##### TESTO

I toni del post di Manuela non sono né tristi, né apocalittici, ma sereni. Quasi allegri. In fondo, non dimentichiamolo, lei stata anche un'ottima cronista, proprio del nostro giornale, che lasciò per fare la vignaiola. Per uno che lascia ce ne sono due che iniziano, nuove generazioni, nuovi stili, nuovi gusti, nuovi problemi, magari un clima generale meno esaltante dei mitici anni '90 quando tutto era possibile. E questo ricambio spinge all'ottimismo, alla voglia di raccontare ancora.

Una riflessione di fondo riguarda il territorio nel suo complesso: le narrazioni degli ultimi anni non hanno facilitato chi ha fatto buona agricoltura sul piano della comunicazione, questo ovviamente ha avuto dei limiti anche sulla quantità di valore generato e dunque sulla complessiva appetibilità sul mercato nazionale del prodotto. Per dirla breve, non siamo a Montalcino dove Biondi Santi, l'azienda bandiera, è stata acquisita dai francesi.

##########

— CONSEGNA —
Rispondi in base al testo:
(a) Come sono descritti i toni del post di Manuela?
(b) Che lavoro svolgeva Manuela prima di diventare vignaiola?
(c) Da chi è stata acquisita Biondi Santi?

##### RECORD ELENCATI

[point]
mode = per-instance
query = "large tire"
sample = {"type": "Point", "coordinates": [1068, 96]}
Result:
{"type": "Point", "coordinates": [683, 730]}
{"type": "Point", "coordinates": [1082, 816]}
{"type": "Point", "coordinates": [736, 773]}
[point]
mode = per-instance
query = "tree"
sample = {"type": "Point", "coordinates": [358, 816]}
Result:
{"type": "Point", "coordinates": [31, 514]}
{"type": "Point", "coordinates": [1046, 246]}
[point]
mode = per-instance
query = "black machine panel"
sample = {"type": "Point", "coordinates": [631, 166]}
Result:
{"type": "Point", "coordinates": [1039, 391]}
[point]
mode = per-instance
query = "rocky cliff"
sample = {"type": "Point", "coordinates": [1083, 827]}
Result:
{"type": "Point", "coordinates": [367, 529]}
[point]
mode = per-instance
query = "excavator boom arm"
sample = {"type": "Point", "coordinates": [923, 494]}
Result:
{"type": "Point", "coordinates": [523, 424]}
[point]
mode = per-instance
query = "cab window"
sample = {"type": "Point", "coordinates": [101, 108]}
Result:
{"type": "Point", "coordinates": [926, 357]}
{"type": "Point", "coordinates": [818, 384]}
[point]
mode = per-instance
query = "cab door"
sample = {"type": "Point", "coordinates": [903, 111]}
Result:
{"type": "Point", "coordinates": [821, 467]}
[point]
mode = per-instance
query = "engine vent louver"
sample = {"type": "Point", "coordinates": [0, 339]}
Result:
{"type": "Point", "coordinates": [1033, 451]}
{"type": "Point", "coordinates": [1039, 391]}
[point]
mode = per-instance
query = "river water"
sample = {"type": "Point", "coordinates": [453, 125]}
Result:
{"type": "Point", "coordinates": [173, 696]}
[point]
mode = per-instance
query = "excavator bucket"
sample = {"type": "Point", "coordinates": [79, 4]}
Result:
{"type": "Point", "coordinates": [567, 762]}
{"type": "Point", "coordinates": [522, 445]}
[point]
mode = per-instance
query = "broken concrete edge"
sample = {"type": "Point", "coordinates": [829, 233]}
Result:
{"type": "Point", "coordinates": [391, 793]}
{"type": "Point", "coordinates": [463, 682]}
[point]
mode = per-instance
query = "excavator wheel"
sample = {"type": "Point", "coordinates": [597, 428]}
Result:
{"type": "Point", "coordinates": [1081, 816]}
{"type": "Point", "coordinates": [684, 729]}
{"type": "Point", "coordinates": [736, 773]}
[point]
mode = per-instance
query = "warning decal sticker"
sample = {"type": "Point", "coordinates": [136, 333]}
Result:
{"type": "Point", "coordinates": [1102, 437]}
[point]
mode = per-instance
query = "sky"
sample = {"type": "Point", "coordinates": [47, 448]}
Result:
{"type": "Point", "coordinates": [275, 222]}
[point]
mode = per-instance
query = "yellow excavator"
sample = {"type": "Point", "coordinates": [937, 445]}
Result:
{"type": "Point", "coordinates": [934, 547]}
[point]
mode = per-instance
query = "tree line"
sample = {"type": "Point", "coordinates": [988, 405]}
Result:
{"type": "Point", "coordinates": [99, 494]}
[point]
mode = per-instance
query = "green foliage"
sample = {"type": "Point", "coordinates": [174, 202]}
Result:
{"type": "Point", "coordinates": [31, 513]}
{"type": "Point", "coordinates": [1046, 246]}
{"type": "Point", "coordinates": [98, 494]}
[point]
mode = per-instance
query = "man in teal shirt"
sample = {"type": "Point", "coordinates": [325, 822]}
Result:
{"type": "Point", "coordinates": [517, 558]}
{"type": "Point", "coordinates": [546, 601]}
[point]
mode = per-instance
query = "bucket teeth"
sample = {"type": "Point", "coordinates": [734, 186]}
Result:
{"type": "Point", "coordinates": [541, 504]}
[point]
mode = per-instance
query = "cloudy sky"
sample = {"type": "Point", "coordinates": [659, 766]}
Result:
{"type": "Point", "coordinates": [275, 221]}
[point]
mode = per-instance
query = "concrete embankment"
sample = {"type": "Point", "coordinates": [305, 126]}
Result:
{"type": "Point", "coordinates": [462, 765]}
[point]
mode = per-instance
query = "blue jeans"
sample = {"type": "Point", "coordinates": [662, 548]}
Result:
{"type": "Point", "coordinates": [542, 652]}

##########

— RISPOSTA COMPLETA —
(a) Né tristi né apocalittici, ma sereni, quasi allegri.
(b) Era cronista del giornale.
(c) Dai francesi.